◆ Seitentext:
┏━━
Zitate griechischer Klassiker*innen zieren die Glastüren im Philologicum, der neuen Sprachbibliothek der LMU. Zumindest Ausschnitte davon. Jetzt müssen sie ausgebessert werden.
Von Samuel Kopp
Den ersten großen Skandal der neuen Sprachbibliothek in der Münchner Ludwigstraße dürfte kaum ein*e Studierende*r mitbekommen haben. Wahrscheinlich haben die meisten die altgriechischen Zitate aus Homers Odyssee auf den Glastüren des Gebäudes beim Durchgehen zur Kenntnis genommen. Wahrscheinlich haben einige auch die Kommiliton*innen bemerkt, die zu Semesterbeginn an diesen Türen mit Klemmbrett und Rotstift die Durchgänge versperrten. Und sie nicht freigaben, ehe sie jedes Wort, jeden Akzent, jeden Schnörkel der griechischen Minuskel mit der Vorlage abgeglichen hatten.
Vertreter*innen der klassischen Philologie freuten sich zunächst, dass das Altgriechische an den Türen der Bibliothek nun allgegenwärtig ist. Führt doch die Altgriechische Philologie trotz großer Tradition heute eher ein Nischendasein im Fächerangebot der Universität. Als am 30. September das Philologicum endlich eröffnet wurde, war der Schrecken aber groß: Viele der Texte des Dichters Homer sowie ein Zitat der Dichterin Sappho sind fehlerhaft.
Der mitten im Vers abbrechende Text: ein Kunstgriff?
Mit dem griechischen Alphabet Vertraute wissen, dass der Buchstabe Sigma am Wortende seine Form von σ zu ς ändert. Insofern dürften sich nicht nur Altphilolog*innen wundern, in einem Gedicht der Sappho das Wort Δίοσ (Dίos, übs. des Zeus) zu lesen. Auch einen Akzent, der aussieht wie das Größer-als-Zeichen, hat man im Griechischen noch nie gesehen.
┗━━
◆ Extrahierte Datensätze:
┏━━
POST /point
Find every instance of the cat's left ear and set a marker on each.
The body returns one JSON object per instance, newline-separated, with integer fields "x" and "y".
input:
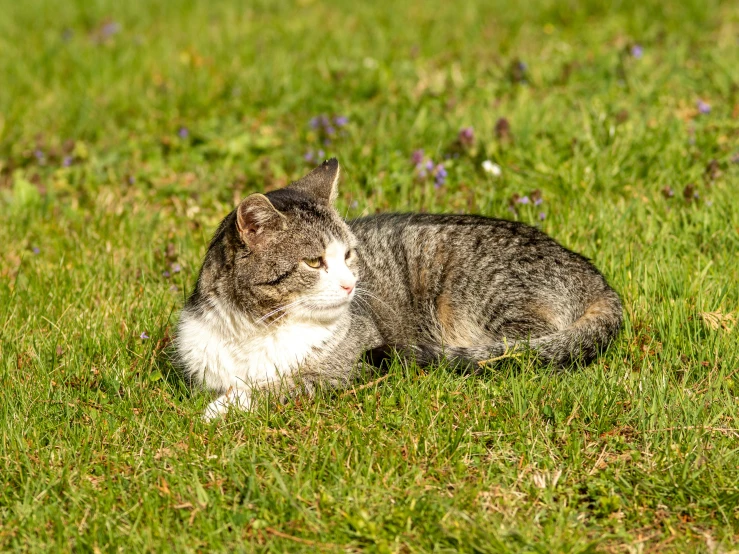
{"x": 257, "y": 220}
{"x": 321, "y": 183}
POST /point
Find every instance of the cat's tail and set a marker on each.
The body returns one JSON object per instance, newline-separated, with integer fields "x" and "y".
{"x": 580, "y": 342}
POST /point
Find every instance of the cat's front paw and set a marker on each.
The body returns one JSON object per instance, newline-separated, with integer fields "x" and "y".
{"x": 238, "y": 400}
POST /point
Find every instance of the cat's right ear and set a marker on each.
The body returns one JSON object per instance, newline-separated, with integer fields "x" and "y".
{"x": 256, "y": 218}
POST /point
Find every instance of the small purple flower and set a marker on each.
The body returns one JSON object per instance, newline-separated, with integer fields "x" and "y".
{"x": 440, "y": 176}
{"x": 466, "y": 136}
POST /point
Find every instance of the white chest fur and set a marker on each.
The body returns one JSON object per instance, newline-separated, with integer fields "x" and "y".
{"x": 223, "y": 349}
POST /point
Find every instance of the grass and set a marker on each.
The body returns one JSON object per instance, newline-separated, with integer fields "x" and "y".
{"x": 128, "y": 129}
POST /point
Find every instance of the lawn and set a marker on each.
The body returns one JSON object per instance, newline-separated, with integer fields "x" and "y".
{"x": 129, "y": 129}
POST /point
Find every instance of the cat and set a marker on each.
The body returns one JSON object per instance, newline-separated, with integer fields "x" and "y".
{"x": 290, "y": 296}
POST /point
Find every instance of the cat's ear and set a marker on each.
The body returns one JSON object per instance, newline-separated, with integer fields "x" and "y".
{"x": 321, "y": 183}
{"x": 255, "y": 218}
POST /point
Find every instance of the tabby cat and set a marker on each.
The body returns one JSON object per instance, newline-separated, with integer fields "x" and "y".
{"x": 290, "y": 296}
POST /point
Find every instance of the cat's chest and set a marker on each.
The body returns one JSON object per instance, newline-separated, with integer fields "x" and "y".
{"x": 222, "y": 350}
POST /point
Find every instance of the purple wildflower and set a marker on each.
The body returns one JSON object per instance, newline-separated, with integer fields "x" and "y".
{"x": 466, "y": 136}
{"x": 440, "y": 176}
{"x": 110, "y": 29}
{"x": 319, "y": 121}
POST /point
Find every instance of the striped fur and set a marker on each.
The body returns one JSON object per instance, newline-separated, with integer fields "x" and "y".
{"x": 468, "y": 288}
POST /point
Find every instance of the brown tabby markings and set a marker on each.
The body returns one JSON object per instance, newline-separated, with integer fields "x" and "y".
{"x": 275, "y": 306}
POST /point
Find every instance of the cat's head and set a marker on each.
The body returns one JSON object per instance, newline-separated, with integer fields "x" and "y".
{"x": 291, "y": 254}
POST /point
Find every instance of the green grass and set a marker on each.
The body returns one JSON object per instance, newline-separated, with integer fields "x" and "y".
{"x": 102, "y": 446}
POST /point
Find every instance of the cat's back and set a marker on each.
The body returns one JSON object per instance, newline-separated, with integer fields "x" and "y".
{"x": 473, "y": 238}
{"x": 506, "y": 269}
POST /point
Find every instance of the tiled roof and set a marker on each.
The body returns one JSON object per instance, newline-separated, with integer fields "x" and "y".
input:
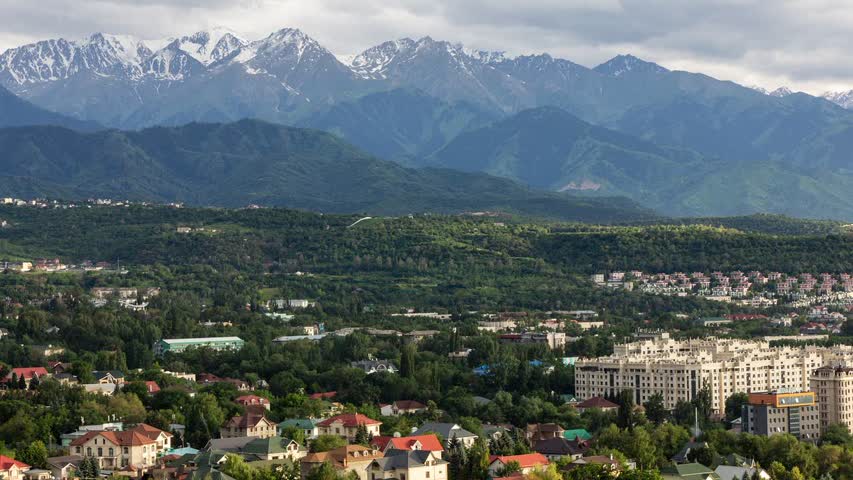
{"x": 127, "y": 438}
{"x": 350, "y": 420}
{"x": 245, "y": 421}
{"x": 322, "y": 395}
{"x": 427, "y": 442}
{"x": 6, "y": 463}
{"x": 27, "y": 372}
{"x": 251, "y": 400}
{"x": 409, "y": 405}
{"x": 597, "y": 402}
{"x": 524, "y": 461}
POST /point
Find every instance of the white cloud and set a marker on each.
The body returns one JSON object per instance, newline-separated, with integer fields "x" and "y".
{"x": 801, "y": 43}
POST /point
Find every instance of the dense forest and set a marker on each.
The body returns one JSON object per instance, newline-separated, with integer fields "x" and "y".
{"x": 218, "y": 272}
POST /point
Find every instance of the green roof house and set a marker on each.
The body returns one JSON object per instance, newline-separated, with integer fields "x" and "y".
┗━━
◆ Arbeitsauftrag 1: Nenne alles, was die Studierenden mit Klemmbrett und Rotstift laut dem Artikel über das Philologicum mit der Vorlage abglichen.
◆ Arbeitsauftrag 2: Gib den Teil aus dem Artikel über das Philologicum wortgetreu aus, der mit „Von Samuel Kopp“ anfängt und bis einschließlich „Vorlage abgeglichen hatten.“ geht.
◆ Arbeitsauftrag 3: Schreib den Artikel über das Philologicum weiter, wo er aufhört.

◆ Lösung 1:
- jedes Wort
- jeden Akzent
- jeden Schnörkel der griechischen Minuskel

◆ Lösung 2:
Von Samuel Kopp
Den ersten großen Skandal der neuen Sprachbibliothek in der Münchner Ludwigstraße dürfte kaum ein*e Studierende*r mitbekommen haben. Wahrscheinlich haben die meisten die altgriechischen Zitate aus Homers Odyssee auf den Glastüren des Gebäudes beim Durchgehen zur Kenntnis genommen. Wahrscheinlich haben einige auch die Kommiliton*innen bemerkt, die zu Semesterbeginn an diesen Türen mit Klemmbrett und Rotstift die Durchgänge versperrten. Und sie nicht freigaben, ehe sie jedes Wort, jeden Akzent, jeden Schnörkel der griechischen Minuskel mit der Vorlage abgeglichen hatten.

◆ Lösung 3:
Viel gravierender als solche verzeihlichen Zeichenmakel ist aber, dass der Text gleich zu Beginn der Odyssee mitten im Vers und an der spannendsten Stelle abbricht. Bezogen auf Odysseus steht da geschrieben: „Er suchte zu retten seine Seele und…“. Ein naheliegender Gedanke wäre: Hier handelt es sich um einen gewollten Kunstgriff, einen Cliffhanger, der die Studierenden dazu anregen soll, sich im Philologicum selbst in eine Homer-Ausgabe zu vertiefen. Das scheint aber insofern unwahrscheinlich, als der Text eine Tür weiter mit dem nächsten Vers wieder einsetzt.
Wie konnte es ausgerechnet in einer Sprachbibliothek zu solchen Ungenauigkeiten im Text kommen? Wurde etwa nicht auf eine wissenschaftliche Ausgabe zurückgegriffen? Zwei Rückschlüsse scheinen plausibel: Entweder haben die Planer*innen der griechischen Türverzierung als Vorlage ein 2700 Jahre altes Originalmanuskript Homers aus dem sandigen Boden einer Ägäisinsel gezogen, das die philologischen Bemühungen einiger Jahrhunderte narrt. Oder aber – und diese These darf inzwischen als Lehrmeinung gelten – es war tatsächlich grober Pfusch die Ursache.
Ein Fachmann befasst sich nun mit dem Problem
Vor diesem Hintergrund forderte ein Kommilitone im ersten Schreck sogar, man müsse das Philologicum sofort wieder abreißen, weil hier schon die Basis der europäischen Literatur einer wissenschaftlichen Grundlage entbehre. Aber das scheint zu hart. Fürs Erste genügt es wahrscheinlich, die Inschriften auf den Türen auszubessern.
Mit Peter Isépy vom Lehrstuhl für Griechische Philologie befasst sich nun ein Fachmann mit dem Problem. Und bis dahin erfüllen Homers Worte wenigstens einen ähnlichen Zweck wie die schwarzen Vogel-Silhouetten in Schaufenstern: dass kein*e Philologe*in, über Grammatik und Syntax nachsinnend, die gläsernen Türen übersieht und mit dem Kopf dagegen donnert.